:: Do this ::
Reproduce the entries below with every occurrence of "target" changed to "object" and all other text left as it is. Omit the pictures from your answer.

:: Stored records ::

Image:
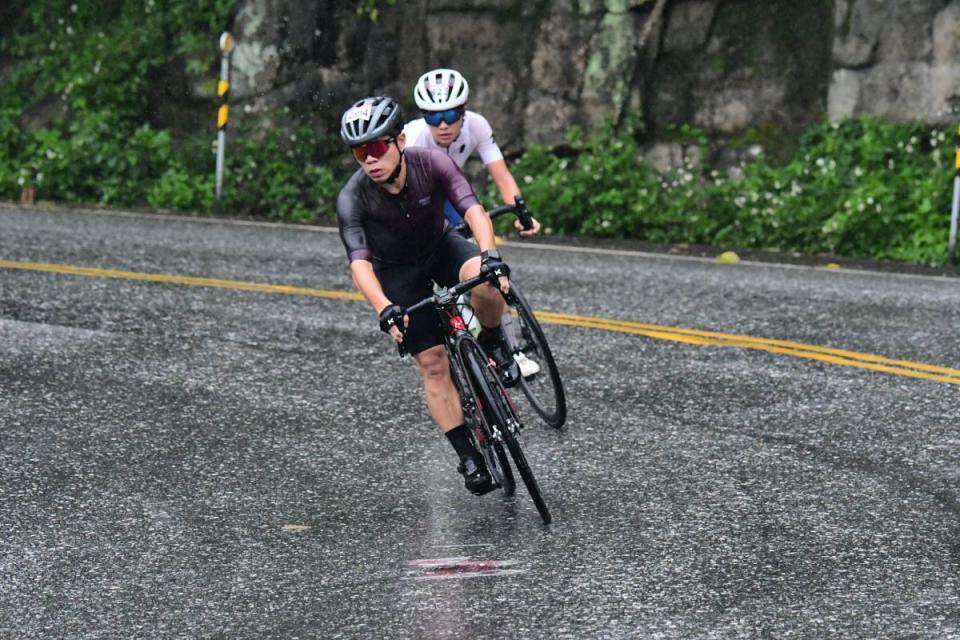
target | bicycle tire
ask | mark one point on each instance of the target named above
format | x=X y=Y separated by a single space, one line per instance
x=533 y=344
x=500 y=410
x=507 y=481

:: In response ::
Image:
object | bicycle tire
ask | mark one point on each instance of the object named above
format | x=X y=Y separated by a single space, one line per instance
x=533 y=344
x=500 y=410
x=507 y=481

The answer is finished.